++++ SUPPLIED RECORDS ++++
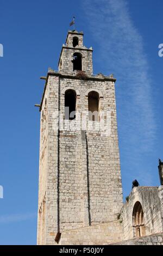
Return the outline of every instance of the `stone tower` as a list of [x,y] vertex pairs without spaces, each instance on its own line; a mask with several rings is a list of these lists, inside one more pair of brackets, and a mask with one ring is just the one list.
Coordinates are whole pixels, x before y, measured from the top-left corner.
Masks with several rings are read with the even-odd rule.
[[[93,75],[92,51],[82,32],[68,31],[58,71],[42,77],[39,245],[63,244],[70,230],[88,234],[116,221],[122,206],[116,80]],[[66,235],[67,243],[82,243]]]

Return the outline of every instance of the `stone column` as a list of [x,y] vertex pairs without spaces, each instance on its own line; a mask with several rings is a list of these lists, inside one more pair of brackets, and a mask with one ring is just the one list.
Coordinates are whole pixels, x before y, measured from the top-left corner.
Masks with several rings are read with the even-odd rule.
[[158,166],[161,185],[163,185],[163,162],[159,159],[159,165]]

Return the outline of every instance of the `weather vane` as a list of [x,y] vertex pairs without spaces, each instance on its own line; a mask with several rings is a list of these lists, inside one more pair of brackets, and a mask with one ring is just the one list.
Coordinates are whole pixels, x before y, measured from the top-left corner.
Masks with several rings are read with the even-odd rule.
[[70,26],[73,25],[73,30],[75,31],[75,17],[73,16],[73,20],[70,22]]

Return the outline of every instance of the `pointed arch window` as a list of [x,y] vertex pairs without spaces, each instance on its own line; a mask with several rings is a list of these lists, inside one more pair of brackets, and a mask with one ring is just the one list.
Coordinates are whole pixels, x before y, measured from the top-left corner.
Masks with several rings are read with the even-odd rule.
[[65,94],[65,119],[73,120],[76,118],[77,94],[75,90],[67,90]]
[[99,120],[99,94],[95,91],[88,94],[89,119],[90,121]]
[[72,45],[73,47],[76,47],[79,45],[79,39],[77,38],[77,36],[74,36],[73,38]]
[[76,52],[73,56],[73,68],[74,70],[82,70],[82,55]]
[[142,205],[137,201],[133,209],[133,222],[134,229],[134,236],[140,237],[145,235],[144,215]]

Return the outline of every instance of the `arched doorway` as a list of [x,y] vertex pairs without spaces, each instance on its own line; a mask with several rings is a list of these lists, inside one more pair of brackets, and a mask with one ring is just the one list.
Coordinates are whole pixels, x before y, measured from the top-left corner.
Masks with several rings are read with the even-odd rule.
[[140,202],[137,201],[134,206],[133,212],[133,223],[134,228],[134,236],[140,237],[145,235],[144,215],[142,205]]

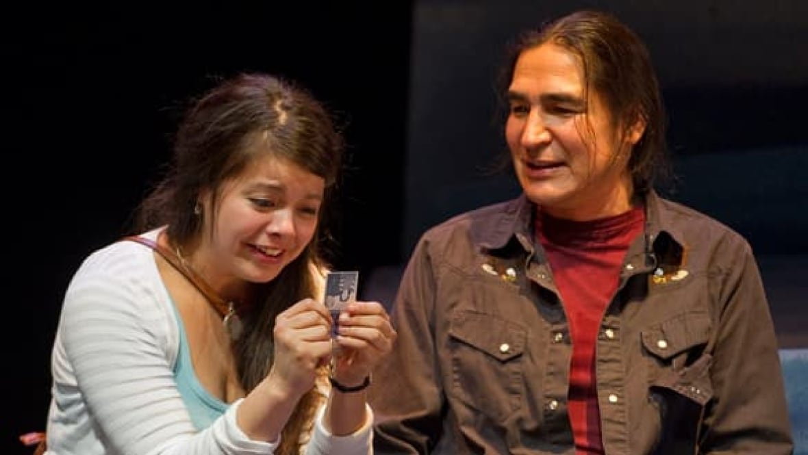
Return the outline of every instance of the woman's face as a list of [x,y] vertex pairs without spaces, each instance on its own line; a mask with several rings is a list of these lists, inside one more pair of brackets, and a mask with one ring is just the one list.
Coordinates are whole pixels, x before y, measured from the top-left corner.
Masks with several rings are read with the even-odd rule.
[[286,159],[248,165],[222,186],[213,236],[206,225],[197,252],[206,257],[206,274],[220,286],[274,279],[312,240],[324,190],[322,177]]
[[[595,219],[630,207],[627,169],[642,128],[619,140],[579,57],[552,43],[524,51],[508,88],[505,136],[528,198],[560,218]],[[588,99],[587,99],[588,98]],[[638,132],[639,134],[636,134]]]

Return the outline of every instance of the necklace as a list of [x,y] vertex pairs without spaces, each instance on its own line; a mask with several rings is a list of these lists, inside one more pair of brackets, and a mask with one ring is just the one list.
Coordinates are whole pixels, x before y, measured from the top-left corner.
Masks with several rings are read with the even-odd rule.
[[[170,251],[168,253],[170,253]],[[225,326],[225,332],[230,337],[230,340],[238,340],[244,331],[244,325],[242,324],[242,319],[238,317],[238,314],[236,313],[235,303],[232,300],[225,301],[213,290],[213,288],[186,261],[185,257],[183,256],[179,249],[179,245],[175,245],[173,253],[176,255],[176,258],[179,260],[179,264],[182,266],[182,269],[177,267],[177,269],[196,286],[196,289],[202,293],[205,299],[210,303],[210,306],[219,314],[221,317],[221,324]],[[163,254],[163,256],[176,267],[176,264],[166,254]]]

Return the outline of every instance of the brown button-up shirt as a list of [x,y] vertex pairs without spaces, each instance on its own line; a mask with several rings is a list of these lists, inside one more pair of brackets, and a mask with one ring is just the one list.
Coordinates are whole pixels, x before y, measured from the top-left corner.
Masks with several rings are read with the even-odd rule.
[[[606,453],[793,450],[773,324],[747,242],[654,194],[600,322]],[[569,323],[524,197],[430,229],[374,373],[377,453],[574,453]]]

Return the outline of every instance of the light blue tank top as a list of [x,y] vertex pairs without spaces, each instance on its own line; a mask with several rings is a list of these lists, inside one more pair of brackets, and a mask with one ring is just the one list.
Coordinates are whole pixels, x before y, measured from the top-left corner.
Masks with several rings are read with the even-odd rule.
[[194,365],[191,361],[191,349],[188,348],[183,318],[180,317],[176,305],[173,307],[174,314],[177,316],[177,326],[179,328],[179,352],[174,365],[174,378],[177,382],[177,388],[179,390],[179,394],[183,396],[183,401],[188,409],[194,427],[201,431],[209,427],[213,420],[224,414],[229,405],[208,393],[196,378]]

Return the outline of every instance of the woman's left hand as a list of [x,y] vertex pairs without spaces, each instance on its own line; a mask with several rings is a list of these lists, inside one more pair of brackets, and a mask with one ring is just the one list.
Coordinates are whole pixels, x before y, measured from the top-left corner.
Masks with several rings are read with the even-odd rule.
[[390,352],[398,333],[378,302],[352,303],[339,318],[334,322],[339,351],[334,359],[332,374],[340,384],[357,386]]

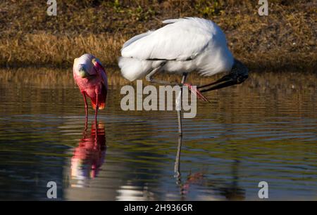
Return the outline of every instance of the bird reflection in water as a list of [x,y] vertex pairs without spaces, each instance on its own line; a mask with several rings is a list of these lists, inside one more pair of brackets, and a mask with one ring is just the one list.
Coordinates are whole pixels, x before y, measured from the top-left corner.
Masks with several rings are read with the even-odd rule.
++++
TASK TO CARRY OUT: Present every line of the records above as a Markdown table with the columns "No." and "Line," numbering the rows in order and skipping blank lines. Leave the pictures out.

COMPLETE OUTPUT:
| No. | Line |
|---|---|
| 1 | Return the outline of every instance of the `stone tower` as a list of [x,y] vertex pairs without spaces, each instance on its own line; a mask with several rings is a list of these lists, inside one more pair of brackets, and a mask with one ring is just the one list. |
| 2 | Coordinates are whole pixels, x before y, measured from the top-left corner. |
| 3 | Masks with several rings are read with the even-odd rule. |
| 4 | [[[93,75],[92,51],[82,32],[68,31],[58,71],[42,77],[39,245],[63,244],[70,230],[88,234],[116,221],[122,206],[116,80]],[[66,235],[67,243],[82,243]]] |
| 5 | Return the outline of every instance of the `stone column` as a list of [x,y] vertex pairs without spaces, each instance on its own line; a mask with several rings is a list of these lists, inside one more pair of brackets, and a mask with one ring is just the one list. |
| 6 | Coordinates are whole pixels, x before y, measured from the top-left corner. |
| 7 | Masks with several rings are read with the even-odd rule. |
| 8 | [[158,166],[161,185],[163,185],[163,162],[159,159],[159,165]] |
| 9 | Return the outline of every instance of the `weather vane` as a list of [x,y] vertex pairs without spaces, each instance on its own line; a mask with several rings is a list of these lists, inside one more pair of brackets, and a mask with one ring is just the one list. |
| 10 | Coordinates are whole pixels, x before y, measured from the top-left corner. |
| 11 | Masks with several rings are read with the even-odd rule. |
| 12 | [[70,26],[73,25],[73,30],[75,31],[75,17],[73,16],[73,20],[70,22]] |
| 13 | Return the outline of every instance of the `pointed arch window` as a list of [x,y] vertex pairs without spaces, each instance on its own line; a mask with several rings is a list of these lists, inside one more pair of brackets, and a mask with one ring is just the one list. |
| 14 | Coordinates are whole pixels, x before y, measured from the top-left corner. |
| 15 | Masks with several rings are read with the even-odd rule. |
| 16 | [[65,94],[65,119],[73,120],[76,118],[77,94],[75,90],[67,90]] |
| 17 | [[99,120],[99,94],[95,91],[88,94],[89,119],[90,121]] |
| 18 | [[72,45],[73,47],[76,47],[79,45],[79,39],[77,38],[77,36],[74,36],[73,38]] |
| 19 | [[76,52],[73,56],[73,68],[74,70],[82,70],[82,55]] |
| 20 | [[142,205],[137,201],[133,209],[133,222],[134,229],[134,236],[140,237],[145,235],[144,215]] |
| 21 | Return the outline of every instance of the `arched doorway` as a list of [x,y] vertex pairs without spaces, each instance on its own line; a mask with several rings is a list of these lists, inside one more pair of brackets, and a mask with one ring is just the one list. |
| 22 | Coordinates are whole pixels, x before y, measured from the top-left corner. |
| 23 | Masks with several rings are read with the even-odd rule. |
| 24 | [[140,202],[137,201],[134,206],[133,212],[133,223],[134,228],[134,236],[140,237],[145,235],[144,215],[142,205]] |
| 25 | Return the outline of every instance of the woman's face as a list of [x,y] vertex pairs without spaces, each instance on its own line; a mask with several rings is a list of these lists, inside one more pair of brackets, and a mask with one ring is just the one list. |
| 26 | Coordinates are whole pixels, x before y, measured from the top-left corner. |
| 27 | Masks with several rings are read with the even-odd rule. |
| 28 | [[286,159],[248,165],[222,186],[213,236],[206,225],[197,252],[206,257],[206,274],[220,286],[274,279],[312,240],[324,190],[322,177]] |
| 29 | [[[595,219],[630,207],[627,169],[642,128],[619,140],[579,57],[552,43],[524,51],[508,88],[505,136],[528,198],[560,218]],[[588,99],[587,99],[588,98]],[[638,132],[639,134],[636,134]]] |
| 30 | Return the outline of every instance of the necklace as a list of [x,y] vertex pairs without spaces, each instance on its own line; a mask with several rings is a list of these lists, inside one more pair of brackets, and a mask with one ring is just the one list. |
| 31 | Coordinates are whole pixels, x before y, measured from the top-left corner. |
| 32 | Masks with several rings are read with the even-odd rule. |
| 33 | [[[170,251],[168,253],[170,253]],[[225,326],[225,332],[230,337],[230,340],[238,340],[244,331],[244,325],[242,324],[242,319],[238,317],[238,314],[236,313],[235,303],[232,300],[225,301],[213,290],[213,288],[186,261],[185,257],[183,256],[179,249],[179,245],[175,245],[173,253],[176,255],[176,258],[179,260],[179,264],[182,266],[182,269],[177,267],[177,269],[196,286],[196,289],[202,293],[205,299],[210,303],[210,306],[219,314],[221,317],[221,324]],[[163,254],[163,256],[176,267],[176,264],[166,254]]] |
| 34 | Return the outline of every instance of the brown button-up shirt as a list of [x,y] vertex pairs without spaces, each instance on its own line; a mask with several rings is a list of these lists, inside one more pair of brackets, and a mask with one ring is just the one list. |
| 35 | Coordinates are whole pixels, x before y, measured from the top-left corner. |
| 36 | Masks with several rings are read with the even-odd rule. |
| 37 | [[[606,453],[793,450],[773,324],[747,242],[654,194],[600,322]],[[569,323],[524,197],[430,229],[374,373],[377,453],[574,453]]] |
| 38 | Return the outline of every instance of the light blue tank top as a list of [x,y] vertex pairs without spaces, each instance on its own line; a mask with several rings is a list of these lists, inside one more pair of brackets, and a mask with one ring is just the one list. |
| 39 | Coordinates are whole pixels, x before y, measured from the top-left corner. |
| 40 | Masks with several rings are read with the even-odd rule. |
| 41 | [[194,365],[191,361],[191,349],[188,348],[183,318],[180,317],[176,305],[173,307],[174,314],[177,316],[177,326],[179,328],[179,352],[174,365],[174,378],[177,382],[177,388],[179,390],[179,394],[183,396],[183,401],[188,409],[194,427],[201,431],[209,427],[213,420],[224,414],[229,405],[208,393],[196,378]] |
| 42 | Return the outline of every instance of the woman's left hand as a list of [x,y] vertex pairs without spaces, each instance on its own line; a mask with several rings is a list of these lists, inside one more pair of brackets, and a mask with one ring is just the one list. |
| 43 | Coordinates are whole pixels, x before y, measured from the top-left corner. |
| 44 | Masks with several rings are read with the even-odd rule. |
| 45 | [[390,352],[398,333],[378,302],[352,303],[339,318],[334,322],[339,351],[334,359],[332,374],[340,384],[357,386]] |
| 46 | Return the outline of every instance of the bird reflection in water as a list of [x,y] vertex pairs without spaces, each instance on its own line; a mask with several rings is a list of these lists, inside one more pair of brackets, and a mask with one ring is just the one list. |
| 47 | Coordinates are whole pixels, x before y, measured from the top-left corner. |
| 48 | Masks with several rings are read with the even-odd rule. |